◆ **What the task asks**
Arrange every line of the listing below as a numbered list, leaving out any blank lines.

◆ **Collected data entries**
=== Section Start ===
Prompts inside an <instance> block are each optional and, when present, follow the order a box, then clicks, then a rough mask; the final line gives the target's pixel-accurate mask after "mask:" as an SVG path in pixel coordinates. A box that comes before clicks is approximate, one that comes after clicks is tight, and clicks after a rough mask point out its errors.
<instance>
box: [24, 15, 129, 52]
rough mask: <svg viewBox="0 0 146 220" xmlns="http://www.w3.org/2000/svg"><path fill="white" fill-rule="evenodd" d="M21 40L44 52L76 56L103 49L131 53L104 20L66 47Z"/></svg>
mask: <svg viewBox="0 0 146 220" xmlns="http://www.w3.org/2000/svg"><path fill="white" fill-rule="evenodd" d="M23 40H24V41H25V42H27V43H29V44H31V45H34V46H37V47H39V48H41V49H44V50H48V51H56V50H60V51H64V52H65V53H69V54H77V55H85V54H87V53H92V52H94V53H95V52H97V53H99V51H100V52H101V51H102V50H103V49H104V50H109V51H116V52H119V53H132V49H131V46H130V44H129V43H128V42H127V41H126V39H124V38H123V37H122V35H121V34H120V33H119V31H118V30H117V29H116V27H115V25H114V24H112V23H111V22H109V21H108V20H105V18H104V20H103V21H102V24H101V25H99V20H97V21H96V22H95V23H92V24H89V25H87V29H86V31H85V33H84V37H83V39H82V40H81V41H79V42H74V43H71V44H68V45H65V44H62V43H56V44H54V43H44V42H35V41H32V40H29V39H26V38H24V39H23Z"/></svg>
=== Section End ===
◆ **Exercise result**
1. Prompts inside an <instance> block are each optional and, when present, follow the order a box, then clicks, then a rough mask; the final line gives the target's pixel-accurate mask after "mask:" as an SVG path in pixel coordinates. A box that comes before clicks is approximate, one that comes after clicks is tight, and clicks after a rough mask point out its errors.
2. <instance>
3. box: [24, 15, 129, 52]
4. rough mask: <svg viewBox="0 0 146 220" xmlns="http://www.w3.org/2000/svg"><path fill="white" fill-rule="evenodd" d="M21 40L44 52L76 56L103 49L131 53L104 20L66 47Z"/></svg>
5. mask: <svg viewBox="0 0 146 220" xmlns="http://www.w3.org/2000/svg"><path fill="white" fill-rule="evenodd" d="M23 40H24V41H25V42H27V43H29V44H31V45H34V46H37V47H39V48H41V49H44V50H48V51H56V50H60V51H64V52H65V53H69V54H77V55H85V54H87V53H92V52H94V53H95V52H97V53H99V51H100V52H101V51H102V50H103V49H104V50H109V51H116V52H119V53H132V49H131V46H130V44H129V43H128V42H127V41H126V39H124V38H123V37H122V35H121V34H120V33H119V31H118V30H117V29H116V27H115V25H114V24H112V23H111V22H109V21H108V20H105V18H104V20H103V21H102V24H101V25H99V20H97V21H96V22H95V23H92V24H89V25H87V29H86V31H85V33H84V37H83V39H82V40H81V41H79V42H74V43H71V44H68V45H65V44H62V43H56V44H54V43H44V42H35V41H32V40H29V39H26V38H24V39H23Z"/></svg>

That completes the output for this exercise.